# Your objective
Can you copy every item below line for line, changing nothing?

-- begin Raw records --

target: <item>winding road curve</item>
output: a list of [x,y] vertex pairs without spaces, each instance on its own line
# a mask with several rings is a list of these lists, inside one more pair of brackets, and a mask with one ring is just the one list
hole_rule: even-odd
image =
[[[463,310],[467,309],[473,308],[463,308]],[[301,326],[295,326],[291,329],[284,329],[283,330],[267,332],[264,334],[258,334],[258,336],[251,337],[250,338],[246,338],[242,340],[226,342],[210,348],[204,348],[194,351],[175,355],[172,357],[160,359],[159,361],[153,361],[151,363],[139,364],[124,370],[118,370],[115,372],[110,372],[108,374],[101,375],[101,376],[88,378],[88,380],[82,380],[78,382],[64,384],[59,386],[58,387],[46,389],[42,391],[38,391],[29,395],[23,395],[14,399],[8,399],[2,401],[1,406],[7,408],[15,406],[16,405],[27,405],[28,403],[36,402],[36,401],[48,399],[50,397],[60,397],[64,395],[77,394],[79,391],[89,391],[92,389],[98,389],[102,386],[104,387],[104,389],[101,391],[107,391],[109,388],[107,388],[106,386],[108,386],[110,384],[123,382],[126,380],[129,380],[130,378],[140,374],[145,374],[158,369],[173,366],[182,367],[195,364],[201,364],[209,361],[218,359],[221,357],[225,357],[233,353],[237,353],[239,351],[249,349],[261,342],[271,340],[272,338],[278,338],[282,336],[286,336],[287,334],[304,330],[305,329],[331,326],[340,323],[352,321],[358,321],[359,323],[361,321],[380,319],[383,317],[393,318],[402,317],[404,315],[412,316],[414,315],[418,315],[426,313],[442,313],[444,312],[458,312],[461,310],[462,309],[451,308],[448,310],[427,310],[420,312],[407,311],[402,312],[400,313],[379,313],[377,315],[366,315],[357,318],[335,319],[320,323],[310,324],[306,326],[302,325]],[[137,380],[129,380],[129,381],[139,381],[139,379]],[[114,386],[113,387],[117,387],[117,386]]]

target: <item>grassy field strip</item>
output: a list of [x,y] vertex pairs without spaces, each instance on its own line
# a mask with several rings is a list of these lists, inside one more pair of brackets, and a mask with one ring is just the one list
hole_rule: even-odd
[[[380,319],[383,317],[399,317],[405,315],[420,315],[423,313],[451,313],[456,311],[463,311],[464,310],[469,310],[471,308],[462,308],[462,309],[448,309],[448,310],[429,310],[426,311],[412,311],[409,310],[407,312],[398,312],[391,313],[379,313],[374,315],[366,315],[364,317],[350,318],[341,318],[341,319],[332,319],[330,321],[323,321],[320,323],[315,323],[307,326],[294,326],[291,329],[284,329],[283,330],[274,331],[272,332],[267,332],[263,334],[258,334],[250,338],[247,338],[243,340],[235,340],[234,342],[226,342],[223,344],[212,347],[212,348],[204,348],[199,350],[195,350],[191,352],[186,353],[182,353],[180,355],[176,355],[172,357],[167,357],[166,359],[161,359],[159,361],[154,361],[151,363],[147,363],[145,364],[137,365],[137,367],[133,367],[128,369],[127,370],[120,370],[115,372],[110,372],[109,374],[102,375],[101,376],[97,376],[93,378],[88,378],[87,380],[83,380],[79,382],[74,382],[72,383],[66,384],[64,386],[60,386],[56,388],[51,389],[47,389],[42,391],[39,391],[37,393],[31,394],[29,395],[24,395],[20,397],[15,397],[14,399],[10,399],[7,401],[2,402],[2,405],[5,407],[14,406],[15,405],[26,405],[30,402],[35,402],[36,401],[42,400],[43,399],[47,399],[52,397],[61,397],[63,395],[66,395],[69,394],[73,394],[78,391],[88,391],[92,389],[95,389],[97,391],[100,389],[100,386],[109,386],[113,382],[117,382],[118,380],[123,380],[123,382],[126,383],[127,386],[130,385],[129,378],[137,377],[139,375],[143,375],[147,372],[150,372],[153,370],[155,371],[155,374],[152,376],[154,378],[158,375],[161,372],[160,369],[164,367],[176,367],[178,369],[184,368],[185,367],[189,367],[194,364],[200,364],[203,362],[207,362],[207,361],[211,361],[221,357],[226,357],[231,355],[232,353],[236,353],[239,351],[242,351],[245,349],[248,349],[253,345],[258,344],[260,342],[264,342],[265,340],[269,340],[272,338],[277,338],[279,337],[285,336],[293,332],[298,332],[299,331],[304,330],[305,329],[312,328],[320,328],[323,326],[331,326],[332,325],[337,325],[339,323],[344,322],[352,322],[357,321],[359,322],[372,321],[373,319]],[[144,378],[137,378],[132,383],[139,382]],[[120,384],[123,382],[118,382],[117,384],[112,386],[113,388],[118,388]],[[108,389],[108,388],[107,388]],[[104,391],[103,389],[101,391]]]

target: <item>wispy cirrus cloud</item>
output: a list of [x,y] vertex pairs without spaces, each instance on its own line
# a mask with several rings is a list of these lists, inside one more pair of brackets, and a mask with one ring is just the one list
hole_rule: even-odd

-- end Raw records --

# Final result
target: <item>winding road curve</item>
output: a list of [x,y] vertex pairs without spaces, each instance on its own line
# a mask with several rings is a list of these lists, inside one more pair of brackets, and a mask with one ring is just the one list
hole_rule: even-odd
image =
[[[463,310],[467,309],[473,308],[463,308]],[[301,326],[295,326],[291,329],[284,329],[283,330],[267,332],[264,334],[258,334],[258,336],[251,337],[250,338],[246,338],[242,340],[226,342],[210,348],[204,348],[194,351],[175,355],[172,357],[160,359],[159,361],[153,361],[151,363],[139,364],[124,370],[118,370],[115,372],[110,372],[108,374],[101,375],[101,376],[88,378],[88,380],[82,380],[78,382],[64,384],[59,386],[58,387],[46,389],[42,391],[38,391],[29,395],[23,395],[14,399],[8,399],[2,401],[1,406],[7,408],[15,406],[16,405],[27,405],[28,403],[36,402],[36,401],[48,399],[50,397],[60,397],[64,395],[77,394],[79,391],[89,391],[92,389],[98,389],[102,386],[104,387],[104,389],[101,391],[107,391],[109,388],[107,388],[106,386],[108,386],[110,384],[123,382],[126,380],[129,380],[130,378],[140,374],[145,374],[158,369],[173,366],[182,367],[195,364],[201,364],[209,361],[218,359],[221,357],[225,357],[233,353],[237,353],[239,351],[249,349],[261,342],[271,340],[272,338],[278,338],[282,336],[286,336],[287,334],[304,330],[305,329],[331,326],[340,323],[352,321],[358,321],[359,323],[361,321],[380,319],[383,317],[393,318],[402,317],[404,315],[412,316],[414,315],[418,315],[426,313],[442,313],[444,312],[458,312],[461,310],[462,309],[451,308],[448,310],[427,310],[420,312],[407,311],[402,312],[400,313],[379,313],[377,315],[366,315],[357,318],[335,319],[320,323],[310,324],[306,326],[302,325]],[[137,380],[129,380],[129,381],[139,381],[139,379]],[[114,386],[113,387],[117,387],[117,386]]]

target: <item>grassy field strip</item>
output: a list of [x,y] vertex pairs without spaces, each instance on its own line
# a mask with several rings is a list of these lists, inside one more pair of brackets, and a mask with one ring is just the one list
hole_rule: even-odd
[[[380,319],[383,317],[399,317],[405,315],[420,315],[423,313],[451,313],[456,311],[463,311],[464,310],[469,310],[471,308],[462,308],[462,309],[448,309],[448,310],[429,310],[426,311],[412,311],[409,310],[407,312],[398,312],[391,313],[379,313],[374,315],[366,315],[364,317],[350,318],[341,318],[341,319],[332,319],[330,321],[323,321],[320,323],[315,323],[307,326],[294,326],[291,329],[284,329],[283,330],[274,331],[272,332],[267,332],[263,334],[258,334],[250,338],[247,338],[243,340],[235,340],[234,342],[226,342],[223,344],[212,347],[212,348],[204,348],[199,350],[195,350],[191,352],[186,353],[182,353],[180,355],[176,355],[172,357],[167,357],[166,359],[161,359],[159,361],[154,361],[151,363],[147,363],[145,364],[137,365],[137,367],[133,367],[128,369],[127,370],[120,370],[115,372],[110,372],[109,374],[102,375],[101,376],[97,376],[93,378],[88,378],[87,380],[83,380],[79,382],[74,382],[72,383],[66,384],[64,386],[60,386],[56,388],[51,389],[47,389],[42,391],[39,391],[37,393],[31,394],[29,395],[24,395],[20,397],[15,397],[14,399],[10,399],[7,401],[2,402],[2,405],[5,407],[14,406],[15,405],[26,405],[30,402],[35,402],[36,401],[42,400],[43,399],[47,399],[52,397],[61,397],[63,395],[66,395],[69,394],[73,394],[78,391],[88,391],[92,389],[95,389],[97,391],[100,389],[100,386],[109,386],[113,382],[117,382],[118,380],[123,380],[123,382],[126,383],[127,386],[130,385],[129,378],[137,377],[139,375],[143,375],[147,372],[150,372],[153,370],[155,371],[155,374],[152,376],[154,378],[158,375],[161,372],[160,369],[164,367],[176,367],[178,369],[184,368],[185,367],[189,367],[194,364],[200,364],[203,362],[207,362],[207,361],[211,361],[221,357],[226,357],[231,355],[232,353],[236,353],[239,351],[242,351],[245,349],[248,349],[253,345],[258,344],[260,342],[264,342],[265,340],[269,340],[272,338],[277,338],[279,337],[285,336],[293,332],[298,332],[299,331],[304,330],[305,329],[312,328],[320,328],[323,326],[331,326],[332,325],[337,325],[339,323],[344,322],[352,322],[357,321],[359,322],[372,321],[373,319]],[[144,378],[137,378],[132,383],[139,382]],[[120,384],[123,382],[118,382],[117,384],[112,386],[113,388],[118,388]],[[108,389],[108,388],[107,388]],[[104,391],[103,389],[101,391]]]

target: <item>wispy cirrus cloud</item>
output: a list of [x,y] vertex pairs without spaces, each instance on its own line
# a mask with several rings is a list of these lists, inside one more pair of brackets, and a mask with one ring is just the one list
hole_rule: even-odd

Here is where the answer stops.